**RECORDS FOR PROCESSING**.
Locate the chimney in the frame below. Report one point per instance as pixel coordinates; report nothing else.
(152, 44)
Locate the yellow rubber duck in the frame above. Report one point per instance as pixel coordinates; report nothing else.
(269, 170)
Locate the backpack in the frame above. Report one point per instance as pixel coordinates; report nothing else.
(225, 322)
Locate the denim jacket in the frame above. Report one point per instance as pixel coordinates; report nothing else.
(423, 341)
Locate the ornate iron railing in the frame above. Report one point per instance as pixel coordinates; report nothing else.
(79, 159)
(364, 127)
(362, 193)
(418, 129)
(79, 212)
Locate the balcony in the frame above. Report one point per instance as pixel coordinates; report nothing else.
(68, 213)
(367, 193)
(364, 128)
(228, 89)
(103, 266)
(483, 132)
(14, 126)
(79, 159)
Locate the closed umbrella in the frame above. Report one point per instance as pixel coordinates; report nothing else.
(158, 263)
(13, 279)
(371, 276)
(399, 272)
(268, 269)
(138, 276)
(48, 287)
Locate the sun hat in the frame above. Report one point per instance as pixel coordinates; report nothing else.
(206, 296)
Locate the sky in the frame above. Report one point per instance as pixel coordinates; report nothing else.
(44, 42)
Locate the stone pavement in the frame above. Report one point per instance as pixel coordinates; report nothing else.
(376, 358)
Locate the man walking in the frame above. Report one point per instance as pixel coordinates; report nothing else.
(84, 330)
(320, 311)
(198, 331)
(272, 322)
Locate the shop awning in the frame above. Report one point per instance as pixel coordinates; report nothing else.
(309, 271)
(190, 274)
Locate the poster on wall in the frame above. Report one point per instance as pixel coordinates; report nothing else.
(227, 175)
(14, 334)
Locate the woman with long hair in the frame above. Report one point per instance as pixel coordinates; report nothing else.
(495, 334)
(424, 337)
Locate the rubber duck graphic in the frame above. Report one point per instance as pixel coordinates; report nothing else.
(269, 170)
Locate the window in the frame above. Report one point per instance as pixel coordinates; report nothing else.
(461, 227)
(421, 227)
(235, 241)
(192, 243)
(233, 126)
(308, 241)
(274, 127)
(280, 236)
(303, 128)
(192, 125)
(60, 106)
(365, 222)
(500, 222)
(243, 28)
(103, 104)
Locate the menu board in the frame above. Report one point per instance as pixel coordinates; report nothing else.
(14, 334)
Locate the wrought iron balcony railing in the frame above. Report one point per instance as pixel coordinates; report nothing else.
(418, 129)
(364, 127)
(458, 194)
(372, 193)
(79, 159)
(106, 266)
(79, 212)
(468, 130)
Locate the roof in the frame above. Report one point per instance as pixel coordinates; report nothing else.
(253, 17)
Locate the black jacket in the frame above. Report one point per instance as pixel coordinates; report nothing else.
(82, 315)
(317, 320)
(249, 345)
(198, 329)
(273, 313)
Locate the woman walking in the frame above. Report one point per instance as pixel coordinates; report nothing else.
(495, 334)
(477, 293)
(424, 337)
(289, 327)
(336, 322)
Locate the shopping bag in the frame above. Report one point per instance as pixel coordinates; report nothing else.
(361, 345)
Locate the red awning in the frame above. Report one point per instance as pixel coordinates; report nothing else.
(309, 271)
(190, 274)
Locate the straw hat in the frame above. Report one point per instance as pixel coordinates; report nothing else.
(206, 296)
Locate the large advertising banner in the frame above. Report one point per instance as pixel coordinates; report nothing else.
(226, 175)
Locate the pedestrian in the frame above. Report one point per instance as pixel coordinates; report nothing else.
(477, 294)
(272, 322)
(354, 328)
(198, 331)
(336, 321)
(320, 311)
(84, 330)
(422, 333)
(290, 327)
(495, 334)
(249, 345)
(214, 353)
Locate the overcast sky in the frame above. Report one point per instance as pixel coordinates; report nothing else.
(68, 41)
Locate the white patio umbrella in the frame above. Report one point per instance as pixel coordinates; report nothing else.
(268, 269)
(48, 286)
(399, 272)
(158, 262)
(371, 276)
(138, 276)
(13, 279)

**INSTRUCTIONS TO FOLLOW**. Write out, word for word, the line containing "Locate the shopping" and every line after it to the end of the data above.

**COMPLETE OUTPUT**.
Locate the shopping bag in the frame above. Report one point per instance as pixel coordinates; report nothing else.
(361, 345)
Locate the red awning in the frame above. Report one point per instance as pixel coordinates; report nothing else.
(309, 271)
(190, 274)
Locate the straw hat in the frame above. Report one point per instance as pixel coordinates; report nothing else.
(206, 296)
Locate the large advertising banner in the frame above. Report one point per instance as pixel coordinates; report nothing else.
(226, 175)
Locate the pedestrian in the frame above. Report one point per instance as pixel coordinates; report nothing else.
(477, 294)
(272, 322)
(354, 328)
(198, 331)
(336, 321)
(320, 311)
(84, 330)
(422, 333)
(290, 327)
(495, 334)
(249, 345)
(214, 353)
Locate the overcast sky in the frame above. Report one point per instance as pixel coordinates; report nothing else.
(68, 41)
Locate the white patio umbrella in the frame above. Report one point per instance as pixel coordinates; report nothing else.
(268, 269)
(48, 286)
(399, 272)
(158, 262)
(371, 276)
(138, 276)
(13, 279)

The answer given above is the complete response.